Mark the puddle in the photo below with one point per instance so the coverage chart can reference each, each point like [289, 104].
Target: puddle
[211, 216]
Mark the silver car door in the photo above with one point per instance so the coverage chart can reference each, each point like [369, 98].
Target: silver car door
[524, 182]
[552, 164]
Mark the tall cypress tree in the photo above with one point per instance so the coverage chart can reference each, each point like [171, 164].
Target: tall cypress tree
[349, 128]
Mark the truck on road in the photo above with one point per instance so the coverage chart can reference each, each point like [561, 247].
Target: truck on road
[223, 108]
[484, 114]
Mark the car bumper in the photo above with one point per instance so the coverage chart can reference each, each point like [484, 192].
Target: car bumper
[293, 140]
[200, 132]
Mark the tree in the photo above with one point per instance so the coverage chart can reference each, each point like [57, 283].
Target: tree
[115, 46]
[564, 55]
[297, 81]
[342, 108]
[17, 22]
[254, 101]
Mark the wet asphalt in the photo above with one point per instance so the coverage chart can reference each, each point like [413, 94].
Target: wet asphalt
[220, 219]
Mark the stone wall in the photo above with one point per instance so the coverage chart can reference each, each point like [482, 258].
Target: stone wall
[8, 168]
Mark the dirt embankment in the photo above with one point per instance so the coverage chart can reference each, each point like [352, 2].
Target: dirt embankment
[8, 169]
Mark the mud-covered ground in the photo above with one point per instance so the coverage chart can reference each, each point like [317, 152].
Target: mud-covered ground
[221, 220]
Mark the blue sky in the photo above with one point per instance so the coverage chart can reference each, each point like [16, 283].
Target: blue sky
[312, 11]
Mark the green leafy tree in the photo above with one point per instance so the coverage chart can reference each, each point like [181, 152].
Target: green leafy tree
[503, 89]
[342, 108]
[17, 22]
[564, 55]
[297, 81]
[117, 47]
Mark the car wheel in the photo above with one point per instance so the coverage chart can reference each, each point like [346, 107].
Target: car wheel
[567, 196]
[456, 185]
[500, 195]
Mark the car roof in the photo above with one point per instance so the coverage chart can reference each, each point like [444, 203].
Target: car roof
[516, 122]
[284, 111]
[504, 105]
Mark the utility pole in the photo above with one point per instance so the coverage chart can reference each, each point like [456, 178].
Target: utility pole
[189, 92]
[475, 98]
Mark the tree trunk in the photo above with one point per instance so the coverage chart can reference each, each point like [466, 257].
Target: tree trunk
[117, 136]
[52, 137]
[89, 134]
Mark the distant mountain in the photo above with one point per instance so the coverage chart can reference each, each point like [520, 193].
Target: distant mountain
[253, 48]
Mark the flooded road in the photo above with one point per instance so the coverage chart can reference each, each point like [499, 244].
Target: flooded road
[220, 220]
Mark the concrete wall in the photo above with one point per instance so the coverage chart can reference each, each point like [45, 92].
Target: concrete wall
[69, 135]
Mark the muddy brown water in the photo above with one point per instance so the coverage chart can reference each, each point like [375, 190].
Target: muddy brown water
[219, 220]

* * *

Please repeat all the records above exactly as they appear.

Mark the puddle in the photo below with one point per instance so the coverage chart can reference each, each point like [289, 104].
Target: puddle
[211, 216]
Mark the silver car door in the photo above with one point per instance so the coverage chart can reference each, each point like [369, 98].
Target: silver car door
[524, 182]
[552, 164]
Mark the tall cypress tree in the photo above with one point per instance so the coverage chart can reference each, each point like [171, 164].
Target: tall cypress tree
[349, 128]
Mark the truck on road in the photo above with one point per instance so the coverage chart can reference each, each point like [561, 247].
Target: truck on road
[223, 108]
[484, 114]
Mark the car bumper in the photo above with one point per instance so the coverage chart can reference each, each point like [484, 192].
Target: car bumper
[293, 140]
[200, 132]
Mark the tree in the photo above with one point per instance so the coverage chart can reference each, each point like [57, 283].
Target: tree
[115, 46]
[564, 55]
[297, 81]
[342, 108]
[17, 22]
[254, 101]
Mark the wet asphalt in the photo above with one point per instance so the coverage chart can reference each, each point like [413, 94].
Target: wet asphalt
[220, 219]
Mark the stone wall in the photo above with one point per instance so the coverage chart can reference each, each point like [482, 258].
Target: stone wall
[8, 168]
Mark the dirt embankment in the photo above with one point per instance so the coverage chart can reference each, each point like [352, 2].
Target: dirt embankment
[8, 169]
Mark the mud-covered ground in the photo above with one point per instance so the coverage chart can reference each, each point like [317, 152].
Target: mud-covered ground
[221, 220]
Mark the blue sky in the photo above with one point per instance so the coverage chart can reference each, each point like [16, 283].
Target: blue sky
[312, 11]
Mark the green leafy tree in the photo above with one point per instance so the coverage chart can reference each, each point like [181, 152].
Target: green leafy tree
[503, 89]
[342, 108]
[17, 22]
[564, 55]
[297, 81]
[117, 47]
Mark the car wheel in the photo above with one point per instance so the coverage chart can reference each, each point like [346, 107].
Target: car wheel
[567, 196]
[456, 185]
[500, 195]
Mark the car roof in the photo above with one point per instance so the coverage chart can reference each, each point like [444, 203].
Target: car roof
[516, 122]
[284, 111]
[504, 105]
Mark the utility pole in the photo above with one point per instance so the coverage chart can reference each, each point like [456, 178].
Target: utility pole
[189, 92]
[475, 98]
Mark the tree trunk in the photo above with one point per instance so the coverage chart can reference each, each point like [466, 257].
Target: tree trunk
[117, 136]
[52, 137]
[89, 134]
Mark the distant mountain in the photo above with one point per instance so the coverage chart can reference each, each point like [520, 193].
Target: distant mountain
[253, 48]
Mark the flooded road in the photo above with one point per instance so the coverage chart can reference each, each point like [499, 244].
Target: flooded road
[220, 220]
Mark the concrete wall in the photo above with one point per instance so the coverage chart can reference each, each point like [45, 92].
Target: concrete wall
[69, 135]
Mark the muddy brown water in the photo above with one point per instance so the coverage chart can reference each, each point like [375, 190].
Target: muddy brown water
[219, 220]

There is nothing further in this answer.